**STATED TASK**. Rename every "Target" in the records below to "Object", and reproduce all of the records with no other change.

**SUPPLIED INFORMATION**.
↓↓↓

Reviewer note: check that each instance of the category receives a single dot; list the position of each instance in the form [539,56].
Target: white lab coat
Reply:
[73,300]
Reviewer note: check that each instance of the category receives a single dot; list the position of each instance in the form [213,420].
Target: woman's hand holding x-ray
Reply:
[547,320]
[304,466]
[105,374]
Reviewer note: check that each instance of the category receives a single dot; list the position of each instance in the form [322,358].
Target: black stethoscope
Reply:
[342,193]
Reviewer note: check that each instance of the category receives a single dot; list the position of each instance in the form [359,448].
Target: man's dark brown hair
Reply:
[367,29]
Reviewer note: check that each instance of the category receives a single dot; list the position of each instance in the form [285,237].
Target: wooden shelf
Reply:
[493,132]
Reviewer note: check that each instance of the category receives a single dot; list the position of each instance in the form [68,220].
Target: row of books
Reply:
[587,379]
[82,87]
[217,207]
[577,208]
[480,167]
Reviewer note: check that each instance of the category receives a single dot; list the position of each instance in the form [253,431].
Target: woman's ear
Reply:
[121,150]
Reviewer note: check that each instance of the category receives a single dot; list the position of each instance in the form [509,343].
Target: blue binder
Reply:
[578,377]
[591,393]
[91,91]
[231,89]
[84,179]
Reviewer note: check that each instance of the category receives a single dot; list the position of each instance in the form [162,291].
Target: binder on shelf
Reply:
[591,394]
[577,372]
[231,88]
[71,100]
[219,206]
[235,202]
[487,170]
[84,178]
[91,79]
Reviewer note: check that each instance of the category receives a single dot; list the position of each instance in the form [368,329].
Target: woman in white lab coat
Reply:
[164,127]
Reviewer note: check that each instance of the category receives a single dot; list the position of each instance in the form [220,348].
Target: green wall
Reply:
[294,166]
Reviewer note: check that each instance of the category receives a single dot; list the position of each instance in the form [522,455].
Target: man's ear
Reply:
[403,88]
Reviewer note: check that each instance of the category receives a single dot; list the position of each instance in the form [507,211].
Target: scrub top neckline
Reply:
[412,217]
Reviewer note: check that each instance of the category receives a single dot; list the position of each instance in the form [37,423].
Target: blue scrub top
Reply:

↑↑↑

**THE RESULT**.
Reviewer note: check that each instance of the category receives a single dot; list the position of each instance in the form [539,56].
Object: white lab coat
Reply:
[73,300]
Reviewer note: check that each instance of the category receives a single dot; list the position of each instance in the form [213,420].
Object: woman's hand holding x-ray
Reply:
[547,320]
[304,466]
[105,374]
Reviewer note: check that each instance of the category receives a single dot; list the position of each instance in the form [322,358].
Object: black stethoscope
Reply:
[342,193]
Reviewer note: check that each instance of the category receives a single dot; list the position of each instance in the form [359,448].
Object: man's dark brown hair
Reply:
[367,29]
Reviewer note: check that each instance of the category receives a single dot; list the position of each instance in the form [285,237].
Object: wooden shelf
Reply:
[493,132]
Reviewer note: check that each instance of the category receives a single dot; list the position of each instance in the form [68,220].
Object: row of books
Reply:
[587,379]
[82,87]
[217,207]
[577,208]
[480,167]
Reviewer note: check that each instance of the category receives a single dot; list the position of each instance in the form [253,431].
Object: woman's ear
Reply:
[121,150]
Reviewer note: check that each instance of the category receives a single dot; list the position of each instance in the form [509,343].
Object: blue binder
Reply:
[578,377]
[591,393]
[91,91]
[231,89]
[84,179]
Reviewer note: check that each instance of the category receives a single dot; list the position of each instance in the form [162,291].
Object: binder on shelf
Reply:
[591,394]
[577,372]
[231,88]
[71,100]
[219,206]
[235,202]
[487,170]
[84,178]
[91,79]
Reviewer note: check that each instance of the category receives a single dot; list the position of each instance in the form [368,329].
Object: woman in white lab coat
Reply:
[164,127]
Reviewer note: check that each instance of the category receives a single dot; list the position of each instance in the form [220,348].
Object: green wall
Reply:
[294,166]
Reviewer note: check that each instance of the category receives a single dot; list the position of each instance in the form [522,455].
Object: man's ear
Reply:
[403,88]
Reviewer note: check that each instance of the category receives a single dot; list the position of each instance in the form [507,211].
Object: scrub top neckline
Reply:
[412,217]
Reviewer note: check that each instance of the category receives a single dot; list the position of each instance in the form [37,423].
Object: blue scrub top
Reply:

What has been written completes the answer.